Written tasks =
1/ In the image classification excerpt, what two characteristics should an excellent visual dictionary have?
2/ Reproduce the image classification excerpt from "A single feature" to "express image information.".
3/ Condense the paragraph of the image classification excerpt that begins "In the BoVW, the visual dictionary" into a short list of its main facts.

Page excerpt =
━━━━━━

A single feature will cause the problem that the image content is not comprehensive and accurate. The multifeature method integrates image texture features, shape features, KAZE features, etc. as the underlying features, replacing the traditional single-feature description method, and making up for the single-feature description method in the independent expression of high-resolution remote sensing images, which cannot fully express image information.

2.4. Word Selection Method of the RmRMR

In the BoVW, the visual dictionary is obtained by learning the distribution of the training image. Significantly, the quality of this dictionary plays an important role in the image classification results. For example, excessive content in the dictionary or excessive similar words will add computational complexity and data redundancy, while sparse content in the dictionary will misclassify different targets into a group, and thus, it reduces the image classification precision. Specifically, optimizing the visual dictionary of the BoVW can achieve a large margin for image classification results. In general, an excellent visual dictionary should have two characteristics: (1) each visual word is highly relevant to an image class; (2) the redundancy between words is minimal; i.e., the presence of fewer redundant words results in lower computational complexity of the algorithm. The screening of visual words is an efficient way to optimize the visual dictionary, which is intended to select a few globally discriminative words from the initial dictionary to constitute a dictionary subset.

━━━━━━

Data =
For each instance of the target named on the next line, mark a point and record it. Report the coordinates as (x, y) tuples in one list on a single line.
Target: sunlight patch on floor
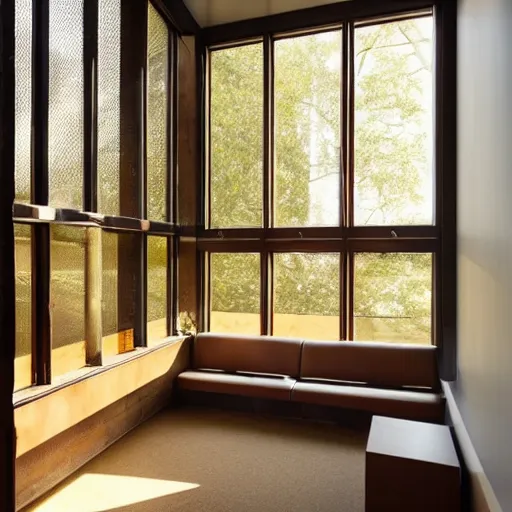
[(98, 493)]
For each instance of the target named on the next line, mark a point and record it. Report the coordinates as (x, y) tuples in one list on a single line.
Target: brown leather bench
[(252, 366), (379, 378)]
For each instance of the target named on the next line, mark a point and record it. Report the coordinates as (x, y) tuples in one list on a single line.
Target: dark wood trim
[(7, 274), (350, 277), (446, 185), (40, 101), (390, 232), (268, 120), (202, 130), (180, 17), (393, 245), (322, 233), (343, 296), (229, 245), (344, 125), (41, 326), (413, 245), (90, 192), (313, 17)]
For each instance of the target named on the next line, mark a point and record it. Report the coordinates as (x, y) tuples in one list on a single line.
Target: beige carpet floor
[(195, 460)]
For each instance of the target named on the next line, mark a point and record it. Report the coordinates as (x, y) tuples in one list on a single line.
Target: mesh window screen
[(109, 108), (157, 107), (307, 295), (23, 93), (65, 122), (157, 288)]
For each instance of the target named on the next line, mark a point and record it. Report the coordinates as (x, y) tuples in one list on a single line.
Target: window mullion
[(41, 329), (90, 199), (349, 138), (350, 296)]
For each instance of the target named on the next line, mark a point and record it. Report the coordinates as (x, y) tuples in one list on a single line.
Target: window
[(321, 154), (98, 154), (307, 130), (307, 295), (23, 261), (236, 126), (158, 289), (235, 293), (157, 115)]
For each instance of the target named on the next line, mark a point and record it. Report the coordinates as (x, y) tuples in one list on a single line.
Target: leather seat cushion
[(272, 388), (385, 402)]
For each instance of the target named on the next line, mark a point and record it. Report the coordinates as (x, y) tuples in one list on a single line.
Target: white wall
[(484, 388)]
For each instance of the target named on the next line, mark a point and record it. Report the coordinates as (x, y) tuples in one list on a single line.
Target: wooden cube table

━━━━━━

Expected outputs =
1/ Each visual word should be highly relevant to an image class, and the redundancy between words should be minimal.

2/
A single feature will cause the problem that the image content is not comprehensive and accurate. The multifeature method integrates image texture features, shape features, KAZE features, etc. as the underlying features, replacing the traditional single-feature description method, and making up for the single-feature description method in the independent expression of high-resolution remote sensing images, which cannot fully express image information.

3/
- In the BoVW, the visual dictionary is learned from the distribution of the training image, and its quality strongly affects image classification results.
- Too much content or too many similar words add computational complexity and data redundancy.
- Sparse content misclassifies different targets into one group, which lowers classification precision.
- Optimizing the visual dictionary can greatly improve image classification results.
- An excellent dictionary has words highly relevant to an image class and minimal redundancy between words.
- Screening visual words optimizes the dictionary by selecting a few globally discriminative words from the initial dictionary to form a dictionary subset.